:: QUOTED PASSAGE ::

'''

Monday, January 13, 2025

Day 428- Doing only what feels good

 I forgive myself that I have accepted and allowed myself to gravitate towards what offers the most pleasant stimulation or sensation in my living.

I forgive myself that I have accepted and allowed myself to only act on my feeling that I enjoy or prefer as personality of which I cannot explain

I forgive myself that I have accepted and allowed myself to not act on principle of establishing what is best and doing it regardless of the feeling that does or does not come with it. 

I forgive myself that I have accepted and allowed myself to not consider that who I really am as in my absolute reality in this moment I can see in my body how I have been living as acting on self interest as feeling has actually created the inverse where I have no connection within my body and am actually suffering proving that the feeling itself is irrelevant and just a point of distraction missing the point of substance where feeling comes from anyways.

'''

:: INFORMATION SUPPLIED ::
'''

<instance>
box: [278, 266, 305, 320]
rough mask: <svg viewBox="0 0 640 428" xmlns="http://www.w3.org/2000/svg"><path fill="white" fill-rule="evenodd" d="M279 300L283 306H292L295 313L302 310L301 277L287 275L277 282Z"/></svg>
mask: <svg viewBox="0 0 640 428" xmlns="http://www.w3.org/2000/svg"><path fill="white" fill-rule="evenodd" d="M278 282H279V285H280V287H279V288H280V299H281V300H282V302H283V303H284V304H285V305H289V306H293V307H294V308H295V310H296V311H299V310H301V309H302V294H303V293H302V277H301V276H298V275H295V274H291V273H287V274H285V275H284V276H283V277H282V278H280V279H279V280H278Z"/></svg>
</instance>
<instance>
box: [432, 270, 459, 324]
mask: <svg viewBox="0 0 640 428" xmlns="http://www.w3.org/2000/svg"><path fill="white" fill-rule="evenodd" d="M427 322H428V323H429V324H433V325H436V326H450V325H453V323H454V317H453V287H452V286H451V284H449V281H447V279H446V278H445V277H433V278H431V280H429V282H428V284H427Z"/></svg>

'''

:: TASKS FOR THIS EXERCISE ::
[A] Write out the journal entry again, starting at "Day 428- Doing" and ending at "come with it.", and replace "feeling" with "emotion".
[B] Return each line of the rows that contains the string "mask".
The journal entry and the rows are unrelated material.

:: LIST OF SOLUTIONS ::
[A]
Day 428- Doing only what feels good

 I forgive myself that I have accepted and allowed myself to gravitate towards what offers the most pleasant stimulation or sensation in my living.

I forgive myself that I have accepted and allowed myself to only act on my emotion that I enjoy or prefer as personality of which I cannot explain

I forgive myself that I have accepted and allowed myself to not act on principle of establishing what is best and doing it regardless of the emotion that does or does not come with it.

[B]
rough mask: <svg viewBox="0 0 640 428" xmlns="http://www.w3.org/2000/svg"><path fill="white" fill-rule="evenodd" d="M279 300L283 306H292L295 313L302 310L301 277L287 275L277 282Z"/></svg>
mask: <svg viewBox="0 0 640 428" xmlns="http://www.w3.org/2000/svg"><path fill="white" fill-rule="evenodd" d="M278 282H279V285H280V287H279V288H280V299H281V300H282V302H283V303H284V304H285V305H289V306H293V307H294V308H295V310H296V311H299V310H301V309H302V294H303V293H302V277H301V276H298V275H295V274H291V273H287V274H285V275H284V276H283V277H282V278H280V279H279V280H278Z"/></svg>
mask: <svg viewBox="0 0 640 428" xmlns="http://www.w3.org/2000/svg"><path fill="white" fill-rule="evenodd" d="M427 322H428V323H429V324H433V325H436V326H450V325H453V323H454V317H453V287H452V286H451V284H449V281H447V279H446V278H445V277H433V278H431V280H429V282H428V284H427Z"/></svg>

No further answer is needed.